MATERIAL TO PROCESS:
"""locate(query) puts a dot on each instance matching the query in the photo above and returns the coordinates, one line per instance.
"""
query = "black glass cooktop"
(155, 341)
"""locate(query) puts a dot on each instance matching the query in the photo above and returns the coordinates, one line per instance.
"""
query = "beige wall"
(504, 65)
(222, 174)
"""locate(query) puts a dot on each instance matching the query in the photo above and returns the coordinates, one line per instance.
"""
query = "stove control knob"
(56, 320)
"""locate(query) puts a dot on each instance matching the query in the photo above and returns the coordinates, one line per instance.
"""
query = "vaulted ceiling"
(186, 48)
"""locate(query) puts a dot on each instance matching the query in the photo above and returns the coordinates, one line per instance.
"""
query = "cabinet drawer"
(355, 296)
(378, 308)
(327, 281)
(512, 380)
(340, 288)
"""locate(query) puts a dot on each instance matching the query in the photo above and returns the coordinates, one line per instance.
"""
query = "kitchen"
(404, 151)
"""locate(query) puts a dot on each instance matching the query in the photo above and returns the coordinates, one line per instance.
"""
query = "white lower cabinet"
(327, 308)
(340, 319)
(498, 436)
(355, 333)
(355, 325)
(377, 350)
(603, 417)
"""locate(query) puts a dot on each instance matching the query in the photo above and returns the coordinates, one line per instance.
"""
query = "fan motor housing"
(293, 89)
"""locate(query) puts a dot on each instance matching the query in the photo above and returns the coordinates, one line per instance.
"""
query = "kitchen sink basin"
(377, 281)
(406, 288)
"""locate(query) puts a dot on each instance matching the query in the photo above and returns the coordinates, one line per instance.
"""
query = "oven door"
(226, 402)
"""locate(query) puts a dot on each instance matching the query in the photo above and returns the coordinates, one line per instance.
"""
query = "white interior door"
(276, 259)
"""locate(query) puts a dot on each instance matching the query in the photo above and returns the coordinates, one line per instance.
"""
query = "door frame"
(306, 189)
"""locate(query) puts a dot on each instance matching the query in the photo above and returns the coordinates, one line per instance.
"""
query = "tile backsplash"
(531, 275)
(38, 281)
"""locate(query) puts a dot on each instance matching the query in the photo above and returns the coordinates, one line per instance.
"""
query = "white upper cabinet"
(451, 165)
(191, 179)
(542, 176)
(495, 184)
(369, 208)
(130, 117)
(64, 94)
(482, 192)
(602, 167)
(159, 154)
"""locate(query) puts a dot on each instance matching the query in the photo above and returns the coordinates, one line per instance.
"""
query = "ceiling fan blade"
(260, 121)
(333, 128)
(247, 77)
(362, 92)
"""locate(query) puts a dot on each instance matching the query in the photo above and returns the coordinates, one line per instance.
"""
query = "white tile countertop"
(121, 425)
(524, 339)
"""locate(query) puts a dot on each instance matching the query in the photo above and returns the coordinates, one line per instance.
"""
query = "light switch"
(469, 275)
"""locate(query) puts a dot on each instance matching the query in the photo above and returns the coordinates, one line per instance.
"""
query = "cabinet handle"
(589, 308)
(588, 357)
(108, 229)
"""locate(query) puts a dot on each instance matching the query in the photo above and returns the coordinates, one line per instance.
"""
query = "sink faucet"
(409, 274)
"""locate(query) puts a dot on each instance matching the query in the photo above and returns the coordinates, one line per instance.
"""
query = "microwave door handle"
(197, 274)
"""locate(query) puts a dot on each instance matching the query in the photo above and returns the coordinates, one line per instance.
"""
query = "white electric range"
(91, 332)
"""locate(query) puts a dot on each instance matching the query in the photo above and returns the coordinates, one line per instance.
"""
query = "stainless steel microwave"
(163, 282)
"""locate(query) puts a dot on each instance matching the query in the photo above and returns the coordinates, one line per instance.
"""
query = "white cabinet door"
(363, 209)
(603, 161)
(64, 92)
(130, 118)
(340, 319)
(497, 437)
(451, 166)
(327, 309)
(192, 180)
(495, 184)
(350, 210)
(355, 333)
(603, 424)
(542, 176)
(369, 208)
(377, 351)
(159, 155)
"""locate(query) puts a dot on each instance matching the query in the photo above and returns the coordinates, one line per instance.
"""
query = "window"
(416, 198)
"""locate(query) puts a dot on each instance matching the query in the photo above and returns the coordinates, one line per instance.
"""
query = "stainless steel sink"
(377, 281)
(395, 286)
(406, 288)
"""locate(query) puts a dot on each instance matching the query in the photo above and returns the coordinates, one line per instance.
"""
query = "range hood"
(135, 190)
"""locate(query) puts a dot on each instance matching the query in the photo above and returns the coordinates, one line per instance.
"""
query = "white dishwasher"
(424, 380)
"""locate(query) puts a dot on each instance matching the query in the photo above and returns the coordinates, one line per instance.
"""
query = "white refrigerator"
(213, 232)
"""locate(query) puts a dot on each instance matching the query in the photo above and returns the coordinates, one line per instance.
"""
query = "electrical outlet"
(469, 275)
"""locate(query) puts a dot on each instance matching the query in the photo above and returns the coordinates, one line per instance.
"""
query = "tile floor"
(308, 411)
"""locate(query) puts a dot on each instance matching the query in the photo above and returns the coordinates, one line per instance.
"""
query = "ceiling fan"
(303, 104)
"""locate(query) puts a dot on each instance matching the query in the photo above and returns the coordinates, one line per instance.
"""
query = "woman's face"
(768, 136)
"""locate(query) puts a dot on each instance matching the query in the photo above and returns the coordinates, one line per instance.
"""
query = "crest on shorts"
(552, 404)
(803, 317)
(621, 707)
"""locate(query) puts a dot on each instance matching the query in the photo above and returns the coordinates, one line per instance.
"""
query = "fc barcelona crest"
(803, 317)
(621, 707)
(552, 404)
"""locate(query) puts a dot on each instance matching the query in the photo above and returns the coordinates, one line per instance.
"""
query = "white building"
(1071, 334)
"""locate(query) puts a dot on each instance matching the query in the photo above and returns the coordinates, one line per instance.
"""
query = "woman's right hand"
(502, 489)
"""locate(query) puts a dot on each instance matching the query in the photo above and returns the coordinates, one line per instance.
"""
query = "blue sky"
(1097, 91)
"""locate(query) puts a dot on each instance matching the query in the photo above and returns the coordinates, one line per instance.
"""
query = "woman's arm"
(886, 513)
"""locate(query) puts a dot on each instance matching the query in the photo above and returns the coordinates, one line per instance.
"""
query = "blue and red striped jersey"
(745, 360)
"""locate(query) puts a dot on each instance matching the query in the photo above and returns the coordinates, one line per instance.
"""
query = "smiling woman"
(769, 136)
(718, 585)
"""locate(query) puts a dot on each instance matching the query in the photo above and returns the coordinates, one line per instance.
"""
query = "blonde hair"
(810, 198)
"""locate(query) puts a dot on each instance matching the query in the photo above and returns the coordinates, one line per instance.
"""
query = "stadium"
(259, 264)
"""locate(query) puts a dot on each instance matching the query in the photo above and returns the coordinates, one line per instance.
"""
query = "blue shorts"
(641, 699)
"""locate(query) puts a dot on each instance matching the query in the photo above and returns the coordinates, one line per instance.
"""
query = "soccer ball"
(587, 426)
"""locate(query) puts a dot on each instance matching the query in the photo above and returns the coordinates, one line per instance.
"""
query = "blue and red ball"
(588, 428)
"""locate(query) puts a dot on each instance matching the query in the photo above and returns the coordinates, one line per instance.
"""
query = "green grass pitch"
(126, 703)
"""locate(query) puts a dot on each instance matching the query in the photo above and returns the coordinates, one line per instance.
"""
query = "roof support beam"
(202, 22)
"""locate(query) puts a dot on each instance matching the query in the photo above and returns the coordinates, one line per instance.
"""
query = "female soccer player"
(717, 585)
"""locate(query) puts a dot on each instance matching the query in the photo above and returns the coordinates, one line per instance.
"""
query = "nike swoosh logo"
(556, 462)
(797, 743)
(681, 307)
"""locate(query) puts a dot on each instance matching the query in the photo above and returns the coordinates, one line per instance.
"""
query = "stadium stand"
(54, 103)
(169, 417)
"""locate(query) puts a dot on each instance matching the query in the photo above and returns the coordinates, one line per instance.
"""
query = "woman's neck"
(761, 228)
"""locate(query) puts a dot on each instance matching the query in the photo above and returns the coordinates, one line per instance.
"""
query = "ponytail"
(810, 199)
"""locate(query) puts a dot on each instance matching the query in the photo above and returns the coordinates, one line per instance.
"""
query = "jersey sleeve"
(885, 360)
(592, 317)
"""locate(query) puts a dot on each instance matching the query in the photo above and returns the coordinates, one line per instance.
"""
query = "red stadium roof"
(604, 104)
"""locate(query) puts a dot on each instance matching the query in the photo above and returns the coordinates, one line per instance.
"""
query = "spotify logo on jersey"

SET EXERCISE:
Tally the lines in the records above that contain the string "soccer", matching case exactly, and reply with only the number.

SOLUTION:
2